Directions for this task
Put each line of the records below into a Markdown table with the columns Row and Line, numbering the rows and skipping any blank lines. Leave the pictures out.

Task input

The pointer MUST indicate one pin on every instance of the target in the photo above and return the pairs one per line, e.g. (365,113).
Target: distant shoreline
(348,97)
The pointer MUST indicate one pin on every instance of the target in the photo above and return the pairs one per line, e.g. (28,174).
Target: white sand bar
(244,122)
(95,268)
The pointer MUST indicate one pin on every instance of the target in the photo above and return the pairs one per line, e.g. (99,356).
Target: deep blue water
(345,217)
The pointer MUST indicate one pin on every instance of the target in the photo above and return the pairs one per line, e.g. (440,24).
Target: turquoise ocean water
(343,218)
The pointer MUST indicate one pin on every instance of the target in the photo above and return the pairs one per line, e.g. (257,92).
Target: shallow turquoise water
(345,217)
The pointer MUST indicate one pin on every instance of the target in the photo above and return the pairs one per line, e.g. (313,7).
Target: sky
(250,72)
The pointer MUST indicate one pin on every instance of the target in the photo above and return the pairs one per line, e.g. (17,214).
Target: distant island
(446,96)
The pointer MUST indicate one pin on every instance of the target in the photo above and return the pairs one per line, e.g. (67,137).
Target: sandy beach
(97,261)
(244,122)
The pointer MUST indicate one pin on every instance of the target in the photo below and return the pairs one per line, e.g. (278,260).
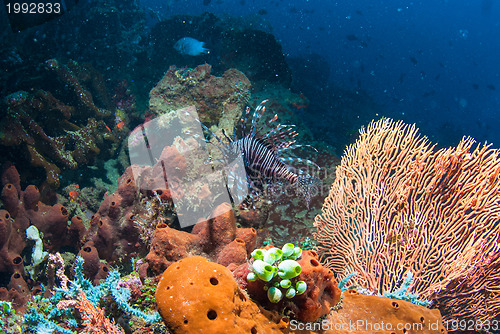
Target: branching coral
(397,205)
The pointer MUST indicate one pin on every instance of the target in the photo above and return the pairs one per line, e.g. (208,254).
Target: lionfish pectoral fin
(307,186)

Task output
| Row | Line |
|---|---|
| 1 | The pointer MUST indicate one pin on every instance of the target in the photo above and return the pairs one per line, e.g. (365,113). |
| 2 | Target: distant shoreline |
| 3 | (348,97) |
| 4 | The pointer MUST indicate one pin on every instance of the target in the photo above and return the pairs one per line, e.g. (28,174). |
| 5 | Target: white sand bar |
| 6 | (244,122) |
| 7 | (95,268) |
| 8 | The pointer MUST indicate one pin on every instance of the target in the photo above and return the pairs one per line, e.g. (99,356). |
| 9 | Target: deep blue water |
| 10 | (345,217) |
| 11 | The pointer MUST indicate one pin on every instance of the target in the photo above and return the pairs one per line, e.g. (440,24). |
| 12 | Target: turquoise ocean water |
| 13 | (343,218) |
| 14 | The pointer MUST indicate one pin on every instance of the target in the photo above and return the pairs one per line, e.g. (257,92). |
| 15 | Target: shallow turquoise water |
| 16 | (345,217) |
| 17 | The pointer MUST indicate one pin on every instance of the target in the photo above and return the pairs one per line, e.g. (313,7). |
| 18 | Target: sky |
| 19 | (250,72) |
| 20 | The pointer MUST indicate one pin on every instance of the target in the photo above and return the pairs one per line, e.g. (17,214). |
| 21 | Target: distant island |
| 22 | (446,96) |
| 23 | The pointer MUST indicate one pin on every instance of the target in the photo above and return the pairs one per line, e.g. (67,137). |
| 24 | Target: sandy beach |
| 25 | (97,261) |
| 26 | (244,122) |
| 27 | The pointer MUST indicate one pin on every instance of the target in the photo below and return the pairs one per line, e.g. (278,260). |
| 28 | Target: branching coral |
| 29 | (397,205) |
| 30 | The pointer MUST indicate one pin on every instance of the target in the photo above and return the pairs one per line, e.g. (208,254). |
| 31 | Target: lionfish pectoral fin |
| 32 | (307,186) |